──────── Given text ────────

Coelho is a Brazilian writer with four books to his credit. Following Diary of a Magus (1992—not reviewed) came this book, published in Brazil in 1988: it's an interdenominational, transcendental, inspirational fable—in other words, a bag of wind.
The story is about a youth empowered to follow his dream. Santiago is an Andalusian shepherd boy who learns through a dream of a treasure in the Egyptian pyramids. An old man, the king of Salem, the first of various spiritual guides, tells the boy that he has discovered his destiny: "to realize one's destiny is a person's only real obligation." So Santiago sells his sheep, sails to Tangier, is tricked out of his money, regains it through hard work, crosses the desert with a caravan, stops at an oasis long enough to fall in love, escapes from warring tribesmen by performing a miracle, reaches the pyramids, and eventually gets both the gold and the girl. Along the way he meets an Englishman who describes the Soul of the World; the desert woman Fatima, who teaches him the Language of the World; and an alchemist who says, "Listen to your heart" A message clings like ivy to every encounter; everyone, but everyone, has to put in their two cents' worth, from the crystal merchant to the camel driver ("concentrate always on the present, you'll be a happy man"). The absence of characterization and overall blandness suggest authorship by a committee of self-improvement pundits—a far cry from Saint- Exupery's The Little Prince: that flagship of the genre was a genuine charmer because it clearly derived from a quirky, individual sensibility.

────────

# Short exercise 1:
In the book review, where does Santiago learn through a dream that a treasure lies?
# Short exercise 2:
Return the part of the book review starting at "Coelho is a" and ending at "bag of wind.", copied word for word.

──────── Information given ────────

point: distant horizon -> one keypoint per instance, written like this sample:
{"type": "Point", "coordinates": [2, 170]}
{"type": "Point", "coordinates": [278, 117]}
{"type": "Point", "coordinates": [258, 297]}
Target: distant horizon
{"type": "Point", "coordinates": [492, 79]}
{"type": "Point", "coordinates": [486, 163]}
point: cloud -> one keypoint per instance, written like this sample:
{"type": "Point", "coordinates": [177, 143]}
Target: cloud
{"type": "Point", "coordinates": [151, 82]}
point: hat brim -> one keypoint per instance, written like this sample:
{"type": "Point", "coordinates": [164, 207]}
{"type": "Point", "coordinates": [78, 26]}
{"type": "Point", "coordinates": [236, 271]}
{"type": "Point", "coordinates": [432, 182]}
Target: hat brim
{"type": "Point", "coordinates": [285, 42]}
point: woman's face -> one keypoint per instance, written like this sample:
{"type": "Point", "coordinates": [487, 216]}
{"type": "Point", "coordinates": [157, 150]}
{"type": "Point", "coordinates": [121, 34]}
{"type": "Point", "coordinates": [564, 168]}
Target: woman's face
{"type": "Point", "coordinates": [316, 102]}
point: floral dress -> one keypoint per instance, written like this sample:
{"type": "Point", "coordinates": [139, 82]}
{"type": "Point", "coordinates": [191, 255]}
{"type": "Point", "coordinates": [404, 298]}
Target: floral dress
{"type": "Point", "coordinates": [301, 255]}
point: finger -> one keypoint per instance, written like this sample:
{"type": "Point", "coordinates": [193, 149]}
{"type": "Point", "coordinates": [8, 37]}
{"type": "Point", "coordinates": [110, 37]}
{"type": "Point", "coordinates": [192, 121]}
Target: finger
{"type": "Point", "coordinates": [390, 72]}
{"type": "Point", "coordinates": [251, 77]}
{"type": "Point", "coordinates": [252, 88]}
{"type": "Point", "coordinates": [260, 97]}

────────
──────── Information given ────────

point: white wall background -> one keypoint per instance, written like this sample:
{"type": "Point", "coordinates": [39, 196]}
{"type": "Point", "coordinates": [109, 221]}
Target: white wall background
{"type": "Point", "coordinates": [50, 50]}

────────
──────── Information given ────────

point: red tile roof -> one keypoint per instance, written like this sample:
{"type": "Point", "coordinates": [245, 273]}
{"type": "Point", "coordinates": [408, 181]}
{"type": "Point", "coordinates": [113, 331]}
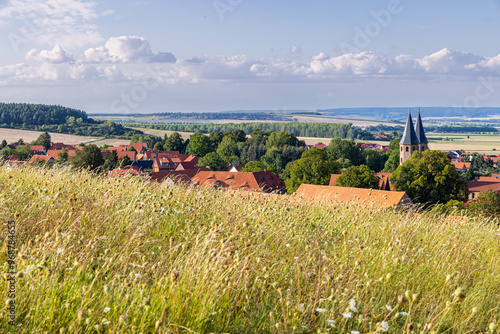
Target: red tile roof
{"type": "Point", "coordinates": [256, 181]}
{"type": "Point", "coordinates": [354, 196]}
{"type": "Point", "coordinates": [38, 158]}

────────

# Exercise answer 1:
In the Egyptian pyramids.

# Exercise answer 2:
Coelho is a Brazilian writer with four books to his credit. Following Diary of a Magus (1992—not reviewed) came this book, published in Brazil in 1988: it's an interdenominational, transcendental, inspirational fable—in other words, a bag of wind.